+++ READING TEXT

= Cognitive-cultural economy =

Cognitive-cultural economy or cognitive-cultural capitalism is represented by sectors such as high-technology industry, business and financial services, personal services, the media, and the cultural industries. It is characterized by digital technologies combined with high levels of cognitive and cultural labor.

==Overview==
The concept of cognitive-cultural economy has been associated with 'post-Fordism', the 'knowledge economy', the 'new economy' and highly flexible labor markets.

As Fordist mass production began to wane after the mid to late 1970s in advanced capitalist countries, a more flexible system of productive activity began to take its place. The concept of cognitive-cultural capitalism has developed as a response to the insufficiency of the interpretations of this transition from a Fordist to a post-Fordist model of "flexible accumulation". Early empirical studies of this new system were published in the 1980s on the basis of case-study materials focused mainly on high-technology industrial districts in the United States (Silicon Valley, Orange County, Boston's Route 128, etc.—see Saxenian) and revived craft industries in the north-east and center of Italy (the so-called Third Italy). Over the following decades, considerable empirical and theoretical advances were made on the basis of studies of the new cultural economy (fashion, film, publishing, etc.).

++++++
+++ RECORDED DATA

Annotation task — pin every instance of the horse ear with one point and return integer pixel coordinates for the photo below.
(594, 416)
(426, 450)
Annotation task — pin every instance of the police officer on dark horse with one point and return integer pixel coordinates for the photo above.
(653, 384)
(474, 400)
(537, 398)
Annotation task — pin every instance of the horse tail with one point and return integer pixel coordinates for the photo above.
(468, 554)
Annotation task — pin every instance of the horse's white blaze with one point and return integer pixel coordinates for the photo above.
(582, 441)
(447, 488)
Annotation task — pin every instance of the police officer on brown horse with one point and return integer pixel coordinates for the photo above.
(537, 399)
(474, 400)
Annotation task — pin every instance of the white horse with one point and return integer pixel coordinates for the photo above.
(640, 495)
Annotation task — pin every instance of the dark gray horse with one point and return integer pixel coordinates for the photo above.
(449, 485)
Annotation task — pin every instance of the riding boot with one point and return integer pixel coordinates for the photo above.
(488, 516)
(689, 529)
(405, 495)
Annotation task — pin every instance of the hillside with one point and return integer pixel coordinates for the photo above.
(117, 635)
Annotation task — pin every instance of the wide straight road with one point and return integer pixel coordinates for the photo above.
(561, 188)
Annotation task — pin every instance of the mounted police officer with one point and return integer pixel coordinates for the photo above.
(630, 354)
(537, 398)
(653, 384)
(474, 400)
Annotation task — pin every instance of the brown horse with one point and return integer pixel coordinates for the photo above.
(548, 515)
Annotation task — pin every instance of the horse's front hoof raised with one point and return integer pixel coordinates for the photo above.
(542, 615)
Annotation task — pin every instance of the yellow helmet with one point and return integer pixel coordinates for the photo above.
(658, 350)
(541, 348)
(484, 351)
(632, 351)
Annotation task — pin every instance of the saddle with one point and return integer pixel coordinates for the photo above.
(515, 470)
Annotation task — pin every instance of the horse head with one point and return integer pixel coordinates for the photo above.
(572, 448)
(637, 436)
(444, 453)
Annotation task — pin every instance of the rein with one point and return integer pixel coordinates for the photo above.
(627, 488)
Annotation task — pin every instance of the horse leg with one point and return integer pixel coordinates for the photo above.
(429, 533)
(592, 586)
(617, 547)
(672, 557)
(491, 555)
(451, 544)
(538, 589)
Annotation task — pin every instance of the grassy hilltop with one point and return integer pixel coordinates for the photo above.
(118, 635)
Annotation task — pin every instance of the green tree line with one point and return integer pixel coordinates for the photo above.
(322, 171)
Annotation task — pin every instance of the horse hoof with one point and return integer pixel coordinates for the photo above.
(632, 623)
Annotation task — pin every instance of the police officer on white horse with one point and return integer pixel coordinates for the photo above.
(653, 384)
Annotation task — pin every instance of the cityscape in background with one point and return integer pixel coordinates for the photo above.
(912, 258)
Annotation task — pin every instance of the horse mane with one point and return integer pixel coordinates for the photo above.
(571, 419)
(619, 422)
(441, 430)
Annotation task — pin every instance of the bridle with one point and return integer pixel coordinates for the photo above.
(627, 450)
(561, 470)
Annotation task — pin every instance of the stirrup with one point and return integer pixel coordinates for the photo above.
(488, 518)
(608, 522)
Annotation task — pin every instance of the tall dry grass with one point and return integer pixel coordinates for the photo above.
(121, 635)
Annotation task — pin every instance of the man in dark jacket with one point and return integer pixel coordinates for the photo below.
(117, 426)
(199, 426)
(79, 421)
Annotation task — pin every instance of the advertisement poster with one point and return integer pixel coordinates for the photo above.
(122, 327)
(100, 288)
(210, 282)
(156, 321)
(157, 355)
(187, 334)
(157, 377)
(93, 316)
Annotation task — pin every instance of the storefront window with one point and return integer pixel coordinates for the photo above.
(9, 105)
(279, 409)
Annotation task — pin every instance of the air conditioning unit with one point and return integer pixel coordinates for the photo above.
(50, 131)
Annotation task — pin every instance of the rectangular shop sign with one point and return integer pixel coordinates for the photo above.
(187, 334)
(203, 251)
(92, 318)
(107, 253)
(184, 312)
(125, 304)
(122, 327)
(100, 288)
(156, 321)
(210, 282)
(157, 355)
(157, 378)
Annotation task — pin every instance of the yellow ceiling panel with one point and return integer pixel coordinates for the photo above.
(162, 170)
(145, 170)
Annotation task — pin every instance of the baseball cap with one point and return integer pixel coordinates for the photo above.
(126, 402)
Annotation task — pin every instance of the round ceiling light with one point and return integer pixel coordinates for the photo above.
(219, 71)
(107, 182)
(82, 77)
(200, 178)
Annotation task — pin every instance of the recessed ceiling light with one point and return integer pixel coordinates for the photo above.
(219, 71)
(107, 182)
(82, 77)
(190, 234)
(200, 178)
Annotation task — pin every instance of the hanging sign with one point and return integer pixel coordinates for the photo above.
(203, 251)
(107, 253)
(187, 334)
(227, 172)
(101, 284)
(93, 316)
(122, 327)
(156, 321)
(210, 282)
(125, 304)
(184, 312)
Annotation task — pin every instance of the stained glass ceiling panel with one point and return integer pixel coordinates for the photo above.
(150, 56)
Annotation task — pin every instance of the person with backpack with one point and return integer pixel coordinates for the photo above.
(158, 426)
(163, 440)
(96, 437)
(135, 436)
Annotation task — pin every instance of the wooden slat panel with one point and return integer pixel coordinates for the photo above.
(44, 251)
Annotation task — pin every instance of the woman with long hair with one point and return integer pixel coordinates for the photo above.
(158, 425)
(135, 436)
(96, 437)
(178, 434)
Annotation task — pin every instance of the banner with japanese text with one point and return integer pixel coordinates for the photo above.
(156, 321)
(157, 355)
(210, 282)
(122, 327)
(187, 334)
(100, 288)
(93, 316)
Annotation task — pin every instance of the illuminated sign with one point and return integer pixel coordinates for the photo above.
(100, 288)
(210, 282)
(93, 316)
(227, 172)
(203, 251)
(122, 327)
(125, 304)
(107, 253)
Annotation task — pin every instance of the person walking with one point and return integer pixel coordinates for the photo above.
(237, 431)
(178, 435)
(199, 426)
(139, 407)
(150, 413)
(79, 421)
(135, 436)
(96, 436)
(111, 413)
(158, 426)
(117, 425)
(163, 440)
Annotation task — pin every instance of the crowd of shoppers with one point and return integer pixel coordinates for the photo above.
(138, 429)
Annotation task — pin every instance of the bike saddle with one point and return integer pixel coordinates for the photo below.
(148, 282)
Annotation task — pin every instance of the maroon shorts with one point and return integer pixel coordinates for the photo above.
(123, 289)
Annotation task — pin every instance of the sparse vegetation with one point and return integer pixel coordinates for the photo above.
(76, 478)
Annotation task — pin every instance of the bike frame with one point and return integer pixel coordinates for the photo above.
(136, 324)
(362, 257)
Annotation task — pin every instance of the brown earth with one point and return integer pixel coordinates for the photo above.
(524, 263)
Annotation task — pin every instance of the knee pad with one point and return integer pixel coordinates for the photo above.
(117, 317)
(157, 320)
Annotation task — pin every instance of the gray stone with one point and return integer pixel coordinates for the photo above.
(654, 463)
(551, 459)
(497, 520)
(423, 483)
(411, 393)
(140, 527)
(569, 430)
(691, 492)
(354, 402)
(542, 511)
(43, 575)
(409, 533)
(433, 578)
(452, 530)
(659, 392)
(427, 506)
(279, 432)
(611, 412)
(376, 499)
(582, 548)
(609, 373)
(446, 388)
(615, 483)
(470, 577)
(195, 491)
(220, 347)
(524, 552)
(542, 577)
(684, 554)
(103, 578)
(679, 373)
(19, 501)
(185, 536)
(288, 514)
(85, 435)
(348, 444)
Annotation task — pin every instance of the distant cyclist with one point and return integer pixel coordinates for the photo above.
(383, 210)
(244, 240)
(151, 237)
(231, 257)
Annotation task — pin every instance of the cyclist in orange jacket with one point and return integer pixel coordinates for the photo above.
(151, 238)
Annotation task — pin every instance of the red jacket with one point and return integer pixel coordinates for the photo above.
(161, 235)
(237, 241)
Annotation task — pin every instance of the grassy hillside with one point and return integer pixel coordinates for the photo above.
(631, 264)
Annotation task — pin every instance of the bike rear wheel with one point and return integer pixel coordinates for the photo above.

++++++

- OBJECTIVES -
[A] Name every sector that, according to the text on the cognitive-cultural economy, represents that economy.
[B] In the text on the cognitive-cultural economy, when did Fordist mass production begin to wane in advanced capitalist countries?
[C] Render this sentence from the text on the cognitive-cultural economy in Spanish: "The concept of cognitive-cultural economy has been associated with 'post-Fordism', the 'knowledge economy', the 'new economy' and highly flexible labor markets."

- ANSWERS FOR THE TASKS -
[A]
- High-technology industry
- Business and financial services
- Personal services
- The media
- The cultural industries

[B] After the mid to late 1970s.

[C] El concepto de economía cognitivo-cultural se ha asociado con el 'posfordismo', la 'economía del conocimiento', la 'nueva economía' y mercados laborales altamente flexibles.